==== MATERIAL FOR THIS EXERCISE
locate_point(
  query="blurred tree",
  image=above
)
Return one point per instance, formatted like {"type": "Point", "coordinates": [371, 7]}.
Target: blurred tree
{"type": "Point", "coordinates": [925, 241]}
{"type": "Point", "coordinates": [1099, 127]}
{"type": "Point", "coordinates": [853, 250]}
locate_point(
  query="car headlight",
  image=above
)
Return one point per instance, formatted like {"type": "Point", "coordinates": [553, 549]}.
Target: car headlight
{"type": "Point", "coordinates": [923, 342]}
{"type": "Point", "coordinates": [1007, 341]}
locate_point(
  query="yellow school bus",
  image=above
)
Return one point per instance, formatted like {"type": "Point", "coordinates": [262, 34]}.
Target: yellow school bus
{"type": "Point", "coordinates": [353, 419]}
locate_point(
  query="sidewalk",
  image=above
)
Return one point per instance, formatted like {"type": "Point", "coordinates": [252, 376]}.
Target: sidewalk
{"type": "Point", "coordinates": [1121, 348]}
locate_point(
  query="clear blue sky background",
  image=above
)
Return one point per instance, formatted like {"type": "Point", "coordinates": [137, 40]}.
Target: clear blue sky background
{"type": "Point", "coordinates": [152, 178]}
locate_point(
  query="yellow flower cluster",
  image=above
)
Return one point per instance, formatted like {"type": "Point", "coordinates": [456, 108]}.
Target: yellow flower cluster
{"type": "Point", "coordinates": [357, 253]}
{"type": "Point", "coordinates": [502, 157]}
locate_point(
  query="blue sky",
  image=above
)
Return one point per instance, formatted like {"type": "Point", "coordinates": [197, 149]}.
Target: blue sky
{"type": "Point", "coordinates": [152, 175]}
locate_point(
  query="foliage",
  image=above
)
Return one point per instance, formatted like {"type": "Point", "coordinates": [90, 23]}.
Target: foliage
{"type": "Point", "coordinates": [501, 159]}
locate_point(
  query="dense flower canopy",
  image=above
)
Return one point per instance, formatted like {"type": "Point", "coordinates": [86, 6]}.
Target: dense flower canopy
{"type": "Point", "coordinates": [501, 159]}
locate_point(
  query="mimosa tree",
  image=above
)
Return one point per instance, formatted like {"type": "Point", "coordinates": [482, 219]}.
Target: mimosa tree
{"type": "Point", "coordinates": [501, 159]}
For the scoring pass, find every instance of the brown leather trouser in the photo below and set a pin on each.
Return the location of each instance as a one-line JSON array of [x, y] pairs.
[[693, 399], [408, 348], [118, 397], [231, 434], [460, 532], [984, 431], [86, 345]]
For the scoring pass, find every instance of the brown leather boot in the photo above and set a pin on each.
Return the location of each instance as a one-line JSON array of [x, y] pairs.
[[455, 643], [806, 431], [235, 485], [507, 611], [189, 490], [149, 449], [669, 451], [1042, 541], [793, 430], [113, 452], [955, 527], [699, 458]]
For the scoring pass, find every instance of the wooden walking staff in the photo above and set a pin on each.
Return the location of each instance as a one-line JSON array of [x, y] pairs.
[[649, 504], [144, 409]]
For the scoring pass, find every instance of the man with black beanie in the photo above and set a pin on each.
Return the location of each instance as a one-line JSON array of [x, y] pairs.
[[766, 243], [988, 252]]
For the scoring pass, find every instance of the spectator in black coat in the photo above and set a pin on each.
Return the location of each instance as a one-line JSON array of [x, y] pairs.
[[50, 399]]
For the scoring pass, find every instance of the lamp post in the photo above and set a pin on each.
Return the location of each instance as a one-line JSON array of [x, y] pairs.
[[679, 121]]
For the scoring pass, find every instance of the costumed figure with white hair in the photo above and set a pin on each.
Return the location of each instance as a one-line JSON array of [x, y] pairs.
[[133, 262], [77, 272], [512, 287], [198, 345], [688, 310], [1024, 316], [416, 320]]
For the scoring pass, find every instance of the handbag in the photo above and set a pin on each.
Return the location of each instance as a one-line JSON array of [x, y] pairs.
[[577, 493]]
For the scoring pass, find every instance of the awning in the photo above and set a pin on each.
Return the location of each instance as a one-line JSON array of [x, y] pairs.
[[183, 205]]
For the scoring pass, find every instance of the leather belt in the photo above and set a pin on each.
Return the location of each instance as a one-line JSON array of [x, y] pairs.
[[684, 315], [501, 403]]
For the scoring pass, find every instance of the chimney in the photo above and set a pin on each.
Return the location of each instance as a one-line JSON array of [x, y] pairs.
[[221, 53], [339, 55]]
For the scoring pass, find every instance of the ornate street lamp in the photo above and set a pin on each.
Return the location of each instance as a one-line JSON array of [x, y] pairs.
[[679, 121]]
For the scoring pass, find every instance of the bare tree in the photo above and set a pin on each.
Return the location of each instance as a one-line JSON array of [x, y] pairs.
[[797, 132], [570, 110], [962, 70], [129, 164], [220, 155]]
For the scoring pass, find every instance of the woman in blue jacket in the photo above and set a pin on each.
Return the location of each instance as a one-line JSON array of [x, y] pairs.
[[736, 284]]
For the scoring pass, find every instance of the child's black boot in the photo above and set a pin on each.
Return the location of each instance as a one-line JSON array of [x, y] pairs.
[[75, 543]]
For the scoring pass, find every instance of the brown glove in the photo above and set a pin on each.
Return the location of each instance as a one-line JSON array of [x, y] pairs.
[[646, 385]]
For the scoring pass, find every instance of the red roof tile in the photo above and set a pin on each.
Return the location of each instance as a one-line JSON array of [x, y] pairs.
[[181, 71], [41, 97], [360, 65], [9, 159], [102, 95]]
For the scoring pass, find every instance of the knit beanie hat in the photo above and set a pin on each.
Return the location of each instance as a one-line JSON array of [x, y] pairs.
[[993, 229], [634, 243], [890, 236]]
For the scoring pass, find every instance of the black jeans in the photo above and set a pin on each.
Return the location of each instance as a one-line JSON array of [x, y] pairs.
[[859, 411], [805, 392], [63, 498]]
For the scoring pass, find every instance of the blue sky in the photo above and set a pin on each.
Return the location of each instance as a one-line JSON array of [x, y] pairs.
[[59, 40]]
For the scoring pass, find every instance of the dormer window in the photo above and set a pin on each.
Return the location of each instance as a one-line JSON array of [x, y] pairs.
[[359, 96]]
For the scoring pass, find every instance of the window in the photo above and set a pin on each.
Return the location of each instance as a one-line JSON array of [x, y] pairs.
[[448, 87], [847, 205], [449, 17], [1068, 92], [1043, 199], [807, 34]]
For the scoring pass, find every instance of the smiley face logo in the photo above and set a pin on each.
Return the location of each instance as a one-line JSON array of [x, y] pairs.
========
GIVEN INSTRUCTION: Reproduce every item above verbatim, altering nothing.

EXPECTED ANSWER:
locate_point(
  query="blurred tree",
  image=above
)
Return one point per instance, formatted like {"type": "Point", "coordinates": [371, 7]}.
Target: blurred tree
{"type": "Point", "coordinates": [925, 241]}
{"type": "Point", "coordinates": [1099, 127]}
{"type": "Point", "coordinates": [853, 250]}
locate_point(
  query="car headlight",
  image=above
)
Return one point per instance, formatted like {"type": "Point", "coordinates": [553, 549]}.
Target: car headlight
{"type": "Point", "coordinates": [923, 342]}
{"type": "Point", "coordinates": [1007, 341]}
locate_point(
  query="yellow school bus",
  image=above
)
Return one point per instance, formatted like {"type": "Point", "coordinates": [262, 34]}.
Target: yellow school bus
{"type": "Point", "coordinates": [353, 419]}
locate_point(
  query="sidewalk",
  image=above
)
Return one point per instance, formatted like {"type": "Point", "coordinates": [252, 376]}.
Target: sidewalk
{"type": "Point", "coordinates": [1121, 348]}
locate_point(
  query="clear blue sky background",
  image=above
)
Return one point per instance, formatted like {"type": "Point", "coordinates": [137, 40]}.
Target: clear blue sky background
{"type": "Point", "coordinates": [152, 178]}
locate_point(
  query="yellow flower cluster",
  image=above
)
Return one point per instance, formatted like {"type": "Point", "coordinates": [456, 108]}.
Target: yellow flower cluster
{"type": "Point", "coordinates": [357, 253]}
{"type": "Point", "coordinates": [502, 157]}
locate_point(
  query="blue sky",
  image=above
)
Return one point per instance, formatted like {"type": "Point", "coordinates": [197, 149]}.
Target: blue sky
{"type": "Point", "coordinates": [152, 175]}
locate_point(
  query="foliage",
  image=above
)
Return one point per instance, formatted like {"type": "Point", "coordinates": [90, 23]}.
Target: foliage
{"type": "Point", "coordinates": [501, 159]}
locate_point(
  query="dense flower canopy",
  image=above
)
Return one point per instance, formatted like {"type": "Point", "coordinates": [86, 6]}.
Target: dense flower canopy
{"type": "Point", "coordinates": [501, 159]}
locate_point(
  query="mimosa tree",
  image=above
)
Return one point per instance, formatted like {"type": "Point", "coordinates": [482, 219]}.
Target: mimosa tree
{"type": "Point", "coordinates": [501, 159]}
For the scoring pass, find every instance of the brown leather trouser in the photo below and set a pin on each.
Return the location of each instance as a one-line JSON array of [x, y] pairs.
[[693, 399], [408, 348], [118, 397], [231, 434], [460, 532], [984, 431], [86, 345]]
For the scoring pass, find every instance of the brown leather boot in the photo above and set a pin on each.
Return the location of each instance as a one-line JSON array of [x, y] pairs.
[[455, 643], [806, 431], [235, 485], [507, 611], [189, 490], [149, 449], [669, 451], [1042, 541], [793, 430], [113, 452], [955, 527], [699, 458]]
For the scoring pass, find every instance of the wooden walking staff in the photo above and set a pin on each.
Return the location of each instance as a one-line JSON array of [x, y] pairs.
[[649, 504], [144, 409]]
For the scoring pass, find every instance of the man with black beanie in the photo above and set a pin on each.
Return the location of each instance as a one-line JSON array of [x, y] pairs.
[[766, 243], [988, 252]]
For the scoring pass, find every instance of the spectator in black coat in the photo above and set a pin on each.
Return the location of each instance as a one-line JSON array of [x, y] pairs.
[[50, 399]]
For the scoring pass, find every instance of the lamp post in the photo above and set a pin on each.
Return the location of each instance as a one-line JSON array of [x, y] pairs.
[[679, 121]]
For the scoring pass, find every instance of the costumed figure with white hair in the photo above and set a pin on each.
Return the location of each instance as a one-line JSON array of [x, y] pairs.
[[133, 262], [77, 272], [512, 287], [198, 345], [688, 310], [1024, 316], [416, 320]]
For the scoring pass, find every instance of the handbag in the photo above and set a pin on each.
Return the location of each instance as a one-line JSON array of [x, y] pairs.
[[577, 493]]
For the scoring pass, find every instance of the awning in the photo above and set a pin on each.
Return the location of each instance as a one-line JSON array of [x, y] pairs.
[[183, 205]]
For the scoring pass, find every instance of the leather belt in the photo above and set a pin on each.
Return the location of each instance as a one-line JSON array of [x, y] pairs.
[[684, 315], [501, 403]]
For the scoring pass, find every instance of the chimney in the photo above and set a pin on each.
Return the location of each instance as a one-line JSON array of [x, y] pairs.
[[221, 53], [339, 55]]
For the scoring pass, find every instance of the ornate street lamp in the photo above and set a pin on each.
Return the location of each instance as a one-line JSON array of [x, y] pairs.
[[679, 121]]
For the scoring pass, find every instance of the bare tree in the photo above and set a pin on each.
Return the location of each instance as a one-line JSON array of [x, y] pairs.
[[797, 132], [570, 110], [962, 70], [129, 164], [220, 155]]
For the scoring pass, find every instance of the woman in blue jacket in the photo above and set a pin on each.
Return the location of each instance as a one-line JSON array of [x, y] pairs.
[[736, 284]]
For the scoring pass, find every instance of the child's black boot in the photo above and set a pin on each.
Return the location of each instance as a one-line JSON array of [x, y] pairs.
[[75, 543]]
For the scoring pass, find every instance of the brown glove in the photo above and set a pin on each.
Return the location of each instance as a one-line JSON array of [x, y] pairs.
[[646, 385]]
For the scoring pass, find every instance of the red roof tile in the photo above and set a pin on each.
Return the location of each instance as a one-line JSON array of [x, y] pairs.
[[181, 71], [41, 97], [360, 65], [9, 159], [102, 95]]
For the scoring pass, find every instance of the knit beanie hat in the photo above and set a pin on each.
Return the location of each instance as a one-line JSON array of [x, y] pairs.
[[993, 229], [634, 243], [890, 236]]
For the scoring pass, find every instance of the black jeans in the photo above and set a pin on each.
Return the location of each instance as a one-line JSON array of [x, y] pairs.
[[859, 411], [805, 392], [63, 498]]
For the scoring pass, find every instance of the blue sky in the photo above and set a pin on each.
Return the location of each instance as a one-line JSON array of [x, y] pairs.
[[59, 40]]
For the scoring pass, find every instance of the dormer window in the photo above and set a pin on each.
Return the location of each instance as a one-line JSON array of [x, y] pairs.
[[359, 96]]
For the scoring pass, find every instance of the window in the photo above and set a pin on each.
Return the location of each instance as a one-line JSON array of [x, y] pairs.
[[448, 87], [847, 205], [449, 17], [1068, 92], [1043, 199], [807, 34]]
For the scoring pass, find every instance of the smiley face logo in the photo above and set a pin on each.
Return the location of each instance as a one-line JSON array of [x, y] pairs.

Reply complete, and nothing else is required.